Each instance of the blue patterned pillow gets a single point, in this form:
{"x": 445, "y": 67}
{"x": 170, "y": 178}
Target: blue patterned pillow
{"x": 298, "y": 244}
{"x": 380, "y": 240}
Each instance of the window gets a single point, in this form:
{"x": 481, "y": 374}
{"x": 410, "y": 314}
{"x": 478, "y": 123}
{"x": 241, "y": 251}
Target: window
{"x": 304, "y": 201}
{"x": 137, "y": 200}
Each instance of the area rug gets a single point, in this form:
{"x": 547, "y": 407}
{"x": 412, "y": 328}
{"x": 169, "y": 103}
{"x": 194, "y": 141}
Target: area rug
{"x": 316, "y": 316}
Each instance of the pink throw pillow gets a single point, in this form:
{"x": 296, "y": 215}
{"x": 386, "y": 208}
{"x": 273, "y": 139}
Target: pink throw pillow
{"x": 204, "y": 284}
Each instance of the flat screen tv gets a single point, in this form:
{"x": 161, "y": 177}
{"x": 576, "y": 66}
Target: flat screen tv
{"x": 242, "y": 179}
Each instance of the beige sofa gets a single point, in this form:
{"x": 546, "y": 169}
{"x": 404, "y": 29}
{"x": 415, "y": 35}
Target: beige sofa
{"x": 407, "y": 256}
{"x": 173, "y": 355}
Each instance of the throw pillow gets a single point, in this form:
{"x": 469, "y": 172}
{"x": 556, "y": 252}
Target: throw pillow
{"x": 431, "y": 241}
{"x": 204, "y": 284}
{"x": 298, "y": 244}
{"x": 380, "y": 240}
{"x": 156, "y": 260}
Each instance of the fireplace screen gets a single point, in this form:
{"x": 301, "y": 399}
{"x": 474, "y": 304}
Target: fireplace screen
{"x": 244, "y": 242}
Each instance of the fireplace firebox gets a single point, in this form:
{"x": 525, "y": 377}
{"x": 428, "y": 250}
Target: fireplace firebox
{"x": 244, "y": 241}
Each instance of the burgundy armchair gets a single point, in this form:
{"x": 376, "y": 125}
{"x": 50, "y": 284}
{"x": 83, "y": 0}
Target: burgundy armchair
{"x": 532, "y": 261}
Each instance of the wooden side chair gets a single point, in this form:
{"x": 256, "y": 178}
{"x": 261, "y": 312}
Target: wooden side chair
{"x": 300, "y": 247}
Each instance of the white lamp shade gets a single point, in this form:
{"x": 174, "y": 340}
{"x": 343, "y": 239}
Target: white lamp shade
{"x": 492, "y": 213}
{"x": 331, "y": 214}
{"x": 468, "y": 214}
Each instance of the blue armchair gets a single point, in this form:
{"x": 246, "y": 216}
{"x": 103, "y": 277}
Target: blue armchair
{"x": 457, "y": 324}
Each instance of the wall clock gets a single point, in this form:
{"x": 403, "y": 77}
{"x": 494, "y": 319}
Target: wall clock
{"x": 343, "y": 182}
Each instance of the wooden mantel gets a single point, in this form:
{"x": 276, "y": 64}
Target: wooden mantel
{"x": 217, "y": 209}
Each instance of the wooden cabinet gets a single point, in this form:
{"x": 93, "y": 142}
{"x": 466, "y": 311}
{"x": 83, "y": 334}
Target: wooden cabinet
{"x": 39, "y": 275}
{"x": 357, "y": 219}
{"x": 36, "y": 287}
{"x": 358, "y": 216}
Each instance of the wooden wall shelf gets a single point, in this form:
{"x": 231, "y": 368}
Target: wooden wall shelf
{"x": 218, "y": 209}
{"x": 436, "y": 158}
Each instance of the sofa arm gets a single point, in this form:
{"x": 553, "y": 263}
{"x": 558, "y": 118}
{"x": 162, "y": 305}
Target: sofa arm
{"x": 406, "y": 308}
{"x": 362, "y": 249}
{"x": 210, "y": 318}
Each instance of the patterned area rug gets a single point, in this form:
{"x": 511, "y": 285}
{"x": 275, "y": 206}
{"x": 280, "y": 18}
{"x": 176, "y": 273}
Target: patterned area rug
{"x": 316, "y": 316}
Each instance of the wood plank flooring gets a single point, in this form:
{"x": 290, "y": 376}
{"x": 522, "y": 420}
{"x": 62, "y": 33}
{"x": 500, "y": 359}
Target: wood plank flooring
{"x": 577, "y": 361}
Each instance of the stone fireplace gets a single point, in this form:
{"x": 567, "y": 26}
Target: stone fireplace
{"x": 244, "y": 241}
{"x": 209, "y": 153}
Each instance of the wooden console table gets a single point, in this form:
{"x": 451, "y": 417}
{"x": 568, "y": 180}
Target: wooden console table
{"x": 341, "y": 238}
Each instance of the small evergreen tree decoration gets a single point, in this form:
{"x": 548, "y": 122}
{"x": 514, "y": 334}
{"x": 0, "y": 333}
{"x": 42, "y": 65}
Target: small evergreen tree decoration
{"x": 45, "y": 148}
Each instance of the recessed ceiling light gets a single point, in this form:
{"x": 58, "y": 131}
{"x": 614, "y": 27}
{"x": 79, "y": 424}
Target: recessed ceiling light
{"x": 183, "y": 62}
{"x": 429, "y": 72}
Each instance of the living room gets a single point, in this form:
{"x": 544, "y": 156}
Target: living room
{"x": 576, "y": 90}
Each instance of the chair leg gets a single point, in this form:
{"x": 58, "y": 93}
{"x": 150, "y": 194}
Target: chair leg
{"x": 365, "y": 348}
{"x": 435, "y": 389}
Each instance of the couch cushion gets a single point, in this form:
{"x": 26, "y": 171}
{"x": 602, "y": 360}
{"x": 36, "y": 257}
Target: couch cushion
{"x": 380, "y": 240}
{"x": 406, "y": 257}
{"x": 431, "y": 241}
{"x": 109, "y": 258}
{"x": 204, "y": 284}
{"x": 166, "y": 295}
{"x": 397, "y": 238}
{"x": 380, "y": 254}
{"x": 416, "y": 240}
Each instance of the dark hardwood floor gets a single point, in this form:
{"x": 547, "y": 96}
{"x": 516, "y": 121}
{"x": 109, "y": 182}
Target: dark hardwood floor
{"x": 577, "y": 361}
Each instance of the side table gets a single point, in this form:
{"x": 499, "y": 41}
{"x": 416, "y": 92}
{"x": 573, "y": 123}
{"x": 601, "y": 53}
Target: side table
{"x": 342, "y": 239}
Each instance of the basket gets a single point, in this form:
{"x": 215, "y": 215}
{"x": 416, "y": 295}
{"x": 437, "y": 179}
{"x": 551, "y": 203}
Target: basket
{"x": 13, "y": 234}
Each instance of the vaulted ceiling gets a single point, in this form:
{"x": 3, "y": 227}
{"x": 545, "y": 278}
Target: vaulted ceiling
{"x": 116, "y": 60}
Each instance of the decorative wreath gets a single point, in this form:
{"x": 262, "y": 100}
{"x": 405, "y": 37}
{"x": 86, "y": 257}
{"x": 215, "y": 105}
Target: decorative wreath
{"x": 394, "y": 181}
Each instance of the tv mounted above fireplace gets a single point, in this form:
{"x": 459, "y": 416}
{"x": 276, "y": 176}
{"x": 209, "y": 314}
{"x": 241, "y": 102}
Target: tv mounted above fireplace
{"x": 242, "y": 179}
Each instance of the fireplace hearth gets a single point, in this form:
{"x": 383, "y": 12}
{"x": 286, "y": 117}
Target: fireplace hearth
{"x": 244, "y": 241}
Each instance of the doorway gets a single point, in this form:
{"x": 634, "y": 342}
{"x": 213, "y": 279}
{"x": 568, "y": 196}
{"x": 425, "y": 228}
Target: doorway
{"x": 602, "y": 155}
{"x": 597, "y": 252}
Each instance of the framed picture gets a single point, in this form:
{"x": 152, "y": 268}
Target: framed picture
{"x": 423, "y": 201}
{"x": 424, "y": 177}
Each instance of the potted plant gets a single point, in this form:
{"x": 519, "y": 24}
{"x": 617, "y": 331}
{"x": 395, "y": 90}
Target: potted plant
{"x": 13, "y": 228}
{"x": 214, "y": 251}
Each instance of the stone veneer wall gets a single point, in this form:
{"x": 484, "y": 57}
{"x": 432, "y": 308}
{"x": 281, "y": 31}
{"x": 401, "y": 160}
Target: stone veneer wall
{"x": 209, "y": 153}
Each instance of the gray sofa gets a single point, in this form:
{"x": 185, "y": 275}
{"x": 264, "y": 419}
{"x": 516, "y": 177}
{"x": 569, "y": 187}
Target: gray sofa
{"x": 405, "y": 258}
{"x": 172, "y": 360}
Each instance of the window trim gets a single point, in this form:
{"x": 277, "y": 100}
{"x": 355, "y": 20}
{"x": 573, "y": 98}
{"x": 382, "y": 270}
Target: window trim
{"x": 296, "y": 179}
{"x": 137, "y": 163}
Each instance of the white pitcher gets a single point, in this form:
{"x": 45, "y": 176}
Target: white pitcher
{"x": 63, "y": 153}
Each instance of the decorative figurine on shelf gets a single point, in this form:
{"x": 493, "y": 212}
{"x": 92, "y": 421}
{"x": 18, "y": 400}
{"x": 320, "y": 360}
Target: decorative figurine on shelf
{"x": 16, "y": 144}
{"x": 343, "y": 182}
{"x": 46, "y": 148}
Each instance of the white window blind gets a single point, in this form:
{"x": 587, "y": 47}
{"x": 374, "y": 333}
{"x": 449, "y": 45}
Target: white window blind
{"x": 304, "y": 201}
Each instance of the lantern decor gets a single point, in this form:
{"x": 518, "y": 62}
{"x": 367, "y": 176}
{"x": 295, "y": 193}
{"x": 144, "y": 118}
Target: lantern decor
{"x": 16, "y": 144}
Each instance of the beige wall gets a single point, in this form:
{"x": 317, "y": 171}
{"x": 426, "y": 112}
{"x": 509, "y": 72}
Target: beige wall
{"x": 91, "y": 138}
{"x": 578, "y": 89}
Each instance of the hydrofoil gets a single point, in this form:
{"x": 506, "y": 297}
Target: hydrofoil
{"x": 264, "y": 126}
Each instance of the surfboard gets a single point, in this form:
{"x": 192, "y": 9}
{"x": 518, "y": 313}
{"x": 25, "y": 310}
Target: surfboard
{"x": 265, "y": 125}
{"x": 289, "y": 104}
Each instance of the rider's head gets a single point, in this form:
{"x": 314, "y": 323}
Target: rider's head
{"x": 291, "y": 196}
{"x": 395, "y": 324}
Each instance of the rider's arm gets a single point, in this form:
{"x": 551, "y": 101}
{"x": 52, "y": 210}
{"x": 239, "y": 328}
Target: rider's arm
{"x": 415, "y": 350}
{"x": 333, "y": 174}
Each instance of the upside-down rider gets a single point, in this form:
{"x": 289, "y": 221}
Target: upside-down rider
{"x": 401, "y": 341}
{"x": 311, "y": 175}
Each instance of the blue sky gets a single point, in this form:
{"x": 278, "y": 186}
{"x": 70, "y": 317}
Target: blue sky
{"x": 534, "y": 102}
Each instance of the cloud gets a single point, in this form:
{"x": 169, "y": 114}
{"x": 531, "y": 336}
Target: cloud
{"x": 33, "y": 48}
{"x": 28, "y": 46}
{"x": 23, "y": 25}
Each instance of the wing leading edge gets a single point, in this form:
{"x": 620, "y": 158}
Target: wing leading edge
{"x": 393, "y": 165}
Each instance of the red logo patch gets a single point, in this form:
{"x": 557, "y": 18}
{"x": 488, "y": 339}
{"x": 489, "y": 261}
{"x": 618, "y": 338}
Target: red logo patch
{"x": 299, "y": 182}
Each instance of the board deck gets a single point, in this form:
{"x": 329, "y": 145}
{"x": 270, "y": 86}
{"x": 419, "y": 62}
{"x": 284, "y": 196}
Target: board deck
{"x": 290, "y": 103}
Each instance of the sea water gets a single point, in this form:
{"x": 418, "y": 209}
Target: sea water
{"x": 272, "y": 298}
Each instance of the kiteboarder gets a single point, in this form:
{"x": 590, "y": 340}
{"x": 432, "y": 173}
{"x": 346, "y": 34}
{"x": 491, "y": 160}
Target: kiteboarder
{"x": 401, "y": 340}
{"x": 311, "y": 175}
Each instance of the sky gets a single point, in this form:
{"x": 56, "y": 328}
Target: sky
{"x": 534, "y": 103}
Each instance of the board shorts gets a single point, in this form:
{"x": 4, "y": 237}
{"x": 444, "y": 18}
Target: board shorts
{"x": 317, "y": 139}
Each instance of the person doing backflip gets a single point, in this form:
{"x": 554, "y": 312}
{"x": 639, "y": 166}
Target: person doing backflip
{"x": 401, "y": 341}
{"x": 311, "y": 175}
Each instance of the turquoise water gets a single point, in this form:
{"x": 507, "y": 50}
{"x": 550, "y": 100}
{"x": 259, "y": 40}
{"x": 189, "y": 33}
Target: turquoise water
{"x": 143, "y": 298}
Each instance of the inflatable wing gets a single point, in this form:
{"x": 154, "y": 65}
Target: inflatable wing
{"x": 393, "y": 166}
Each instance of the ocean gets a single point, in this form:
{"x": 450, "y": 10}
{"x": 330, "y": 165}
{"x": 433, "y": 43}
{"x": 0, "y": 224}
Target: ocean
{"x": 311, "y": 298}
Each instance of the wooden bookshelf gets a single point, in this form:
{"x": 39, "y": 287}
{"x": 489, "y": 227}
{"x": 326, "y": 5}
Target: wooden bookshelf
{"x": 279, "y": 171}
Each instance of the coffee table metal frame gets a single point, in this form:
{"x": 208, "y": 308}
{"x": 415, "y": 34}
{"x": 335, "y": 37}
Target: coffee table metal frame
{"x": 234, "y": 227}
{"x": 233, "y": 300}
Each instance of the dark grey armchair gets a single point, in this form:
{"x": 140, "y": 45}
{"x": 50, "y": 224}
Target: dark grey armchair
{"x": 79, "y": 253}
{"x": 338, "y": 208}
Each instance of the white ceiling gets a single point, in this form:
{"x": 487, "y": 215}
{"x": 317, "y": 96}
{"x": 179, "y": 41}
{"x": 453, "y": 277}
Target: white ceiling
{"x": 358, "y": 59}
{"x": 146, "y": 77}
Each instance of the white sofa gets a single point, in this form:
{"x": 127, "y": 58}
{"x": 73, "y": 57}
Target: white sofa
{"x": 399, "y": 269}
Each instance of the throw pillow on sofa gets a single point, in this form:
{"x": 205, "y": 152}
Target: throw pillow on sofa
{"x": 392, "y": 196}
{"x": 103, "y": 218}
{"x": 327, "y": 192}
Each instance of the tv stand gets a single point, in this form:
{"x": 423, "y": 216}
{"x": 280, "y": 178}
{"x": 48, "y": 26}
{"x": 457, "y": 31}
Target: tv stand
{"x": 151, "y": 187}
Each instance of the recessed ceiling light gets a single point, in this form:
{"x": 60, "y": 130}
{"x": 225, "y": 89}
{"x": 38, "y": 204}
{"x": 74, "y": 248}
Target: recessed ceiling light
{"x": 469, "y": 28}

_What is needed_. All lines from the one with "Each instance of the white sofa" through the final line above are to be quoted exactly; quote no other line.

_Result of the task_.
Each instance of the white sofa gets a single point, in this form:
{"x": 127, "y": 58}
{"x": 73, "y": 57}
Target: white sofa
{"x": 399, "y": 269}
Each instance of the throw pillow on sofa gets a single point, in this form:
{"x": 205, "y": 152}
Target: throw pillow on sofa
{"x": 392, "y": 196}
{"x": 103, "y": 218}
{"x": 327, "y": 192}
Each instance of the tv stand gets a single point, in this form:
{"x": 423, "y": 216}
{"x": 280, "y": 178}
{"x": 48, "y": 26}
{"x": 457, "y": 31}
Target: tv stand
{"x": 151, "y": 187}
Each instance of the recessed ceiling light gets a single point, in this form:
{"x": 60, "y": 130}
{"x": 225, "y": 89}
{"x": 38, "y": 204}
{"x": 74, "y": 248}
Target: recessed ceiling light
{"x": 469, "y": 28}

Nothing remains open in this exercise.